- SHORT TASK
Say how many lines of the items below contain the word "folds". Give only the number.

- DATA FOR THIS TASK

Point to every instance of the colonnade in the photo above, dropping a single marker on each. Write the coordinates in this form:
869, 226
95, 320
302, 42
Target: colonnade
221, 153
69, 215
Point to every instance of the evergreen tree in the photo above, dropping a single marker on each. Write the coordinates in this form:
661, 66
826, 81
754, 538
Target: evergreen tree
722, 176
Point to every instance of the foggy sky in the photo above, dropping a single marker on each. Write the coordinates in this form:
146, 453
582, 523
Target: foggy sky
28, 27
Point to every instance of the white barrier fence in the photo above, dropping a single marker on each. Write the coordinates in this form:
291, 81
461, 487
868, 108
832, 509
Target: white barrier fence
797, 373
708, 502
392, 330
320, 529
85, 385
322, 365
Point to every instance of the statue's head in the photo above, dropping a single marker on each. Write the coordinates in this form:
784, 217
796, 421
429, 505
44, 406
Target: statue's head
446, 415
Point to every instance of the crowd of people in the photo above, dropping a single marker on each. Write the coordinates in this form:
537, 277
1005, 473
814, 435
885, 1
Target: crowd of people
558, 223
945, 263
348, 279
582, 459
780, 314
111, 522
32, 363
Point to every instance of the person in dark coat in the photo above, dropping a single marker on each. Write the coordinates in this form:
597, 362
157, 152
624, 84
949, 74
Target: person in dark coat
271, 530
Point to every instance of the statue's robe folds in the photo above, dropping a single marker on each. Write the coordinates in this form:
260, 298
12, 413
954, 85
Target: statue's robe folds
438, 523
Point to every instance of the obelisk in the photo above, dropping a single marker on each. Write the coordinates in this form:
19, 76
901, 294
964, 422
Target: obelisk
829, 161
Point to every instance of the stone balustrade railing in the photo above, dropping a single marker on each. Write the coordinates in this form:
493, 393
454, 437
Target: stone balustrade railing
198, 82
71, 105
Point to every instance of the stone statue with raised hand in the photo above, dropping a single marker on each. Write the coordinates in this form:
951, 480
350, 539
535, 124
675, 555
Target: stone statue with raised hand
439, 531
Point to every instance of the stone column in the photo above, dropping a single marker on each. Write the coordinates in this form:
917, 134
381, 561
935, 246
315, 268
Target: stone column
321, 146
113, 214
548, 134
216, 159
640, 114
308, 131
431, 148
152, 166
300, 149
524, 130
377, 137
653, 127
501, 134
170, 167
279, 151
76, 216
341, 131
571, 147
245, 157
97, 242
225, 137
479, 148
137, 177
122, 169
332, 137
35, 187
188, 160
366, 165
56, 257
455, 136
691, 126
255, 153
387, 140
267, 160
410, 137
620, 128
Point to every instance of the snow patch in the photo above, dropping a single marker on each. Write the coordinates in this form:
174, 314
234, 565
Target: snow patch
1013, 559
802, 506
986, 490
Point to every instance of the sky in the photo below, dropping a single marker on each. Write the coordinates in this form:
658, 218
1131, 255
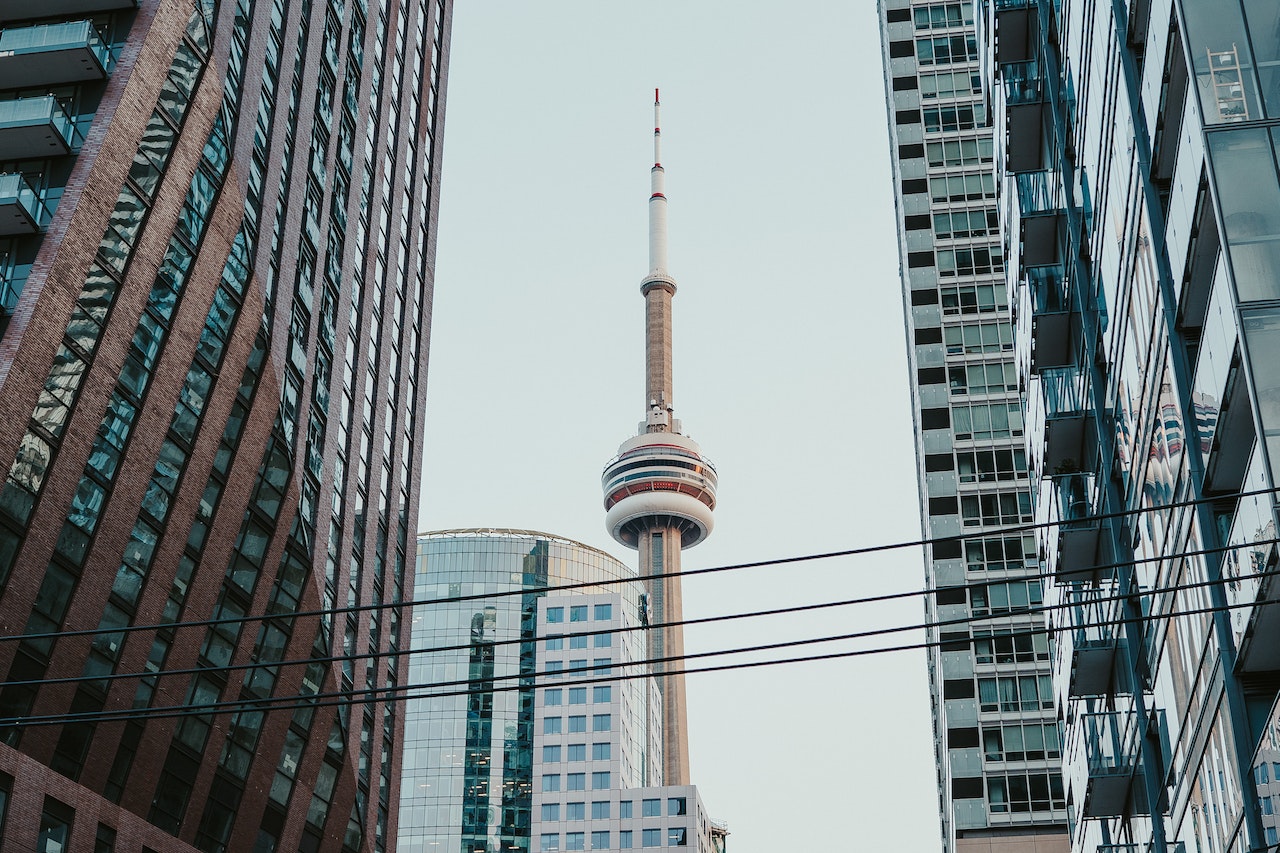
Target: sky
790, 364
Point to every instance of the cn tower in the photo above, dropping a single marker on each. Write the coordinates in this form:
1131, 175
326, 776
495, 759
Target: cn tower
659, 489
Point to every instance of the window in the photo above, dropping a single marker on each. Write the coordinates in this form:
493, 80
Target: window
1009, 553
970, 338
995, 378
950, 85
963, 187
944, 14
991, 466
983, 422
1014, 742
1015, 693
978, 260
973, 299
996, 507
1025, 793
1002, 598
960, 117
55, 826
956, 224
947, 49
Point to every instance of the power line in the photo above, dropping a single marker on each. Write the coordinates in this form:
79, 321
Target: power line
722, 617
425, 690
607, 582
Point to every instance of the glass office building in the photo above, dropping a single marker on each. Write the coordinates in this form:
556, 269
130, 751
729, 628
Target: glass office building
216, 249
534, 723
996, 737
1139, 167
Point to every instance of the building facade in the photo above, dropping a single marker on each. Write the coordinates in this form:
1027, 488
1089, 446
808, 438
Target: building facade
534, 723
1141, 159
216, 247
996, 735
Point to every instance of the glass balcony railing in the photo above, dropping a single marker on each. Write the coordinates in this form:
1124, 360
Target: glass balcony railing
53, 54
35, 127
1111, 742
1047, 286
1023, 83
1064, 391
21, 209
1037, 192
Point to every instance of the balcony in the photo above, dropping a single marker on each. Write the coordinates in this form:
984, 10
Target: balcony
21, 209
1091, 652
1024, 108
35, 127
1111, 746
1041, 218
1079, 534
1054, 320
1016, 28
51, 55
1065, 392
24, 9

---

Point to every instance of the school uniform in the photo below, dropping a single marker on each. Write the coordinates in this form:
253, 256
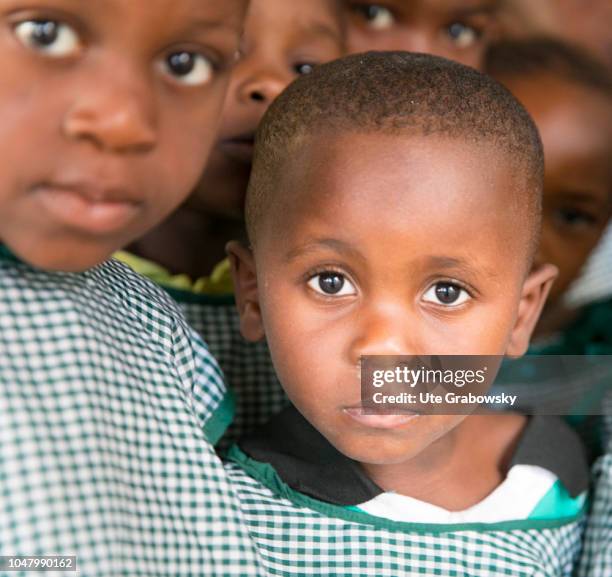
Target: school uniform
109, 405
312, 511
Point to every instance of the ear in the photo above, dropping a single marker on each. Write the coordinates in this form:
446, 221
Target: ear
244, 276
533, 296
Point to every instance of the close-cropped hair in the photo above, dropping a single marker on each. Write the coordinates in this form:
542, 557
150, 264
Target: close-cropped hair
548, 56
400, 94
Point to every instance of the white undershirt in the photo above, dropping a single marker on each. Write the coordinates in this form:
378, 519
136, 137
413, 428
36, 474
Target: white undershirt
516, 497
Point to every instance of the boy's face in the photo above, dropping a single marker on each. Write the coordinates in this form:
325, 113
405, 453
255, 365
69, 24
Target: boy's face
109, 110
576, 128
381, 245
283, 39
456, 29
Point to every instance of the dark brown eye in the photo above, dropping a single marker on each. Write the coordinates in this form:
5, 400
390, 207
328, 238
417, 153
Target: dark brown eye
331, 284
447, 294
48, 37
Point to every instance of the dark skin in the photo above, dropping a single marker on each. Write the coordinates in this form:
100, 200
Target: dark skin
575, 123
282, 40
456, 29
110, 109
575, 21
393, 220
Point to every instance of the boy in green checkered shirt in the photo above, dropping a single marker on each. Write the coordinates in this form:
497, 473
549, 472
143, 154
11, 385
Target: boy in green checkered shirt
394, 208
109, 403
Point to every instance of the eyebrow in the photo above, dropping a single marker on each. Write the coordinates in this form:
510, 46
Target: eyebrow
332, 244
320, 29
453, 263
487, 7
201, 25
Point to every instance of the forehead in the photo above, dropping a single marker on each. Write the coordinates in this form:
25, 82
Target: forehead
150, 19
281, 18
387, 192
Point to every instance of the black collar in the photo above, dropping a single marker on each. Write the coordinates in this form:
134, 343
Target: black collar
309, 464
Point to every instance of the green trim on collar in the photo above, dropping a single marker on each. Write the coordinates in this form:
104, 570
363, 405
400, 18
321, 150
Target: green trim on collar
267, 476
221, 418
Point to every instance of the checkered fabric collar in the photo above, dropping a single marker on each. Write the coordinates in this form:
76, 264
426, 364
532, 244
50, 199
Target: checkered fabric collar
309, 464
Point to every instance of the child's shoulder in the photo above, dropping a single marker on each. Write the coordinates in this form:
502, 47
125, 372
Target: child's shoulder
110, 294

- RESULT OF THIS TASK
2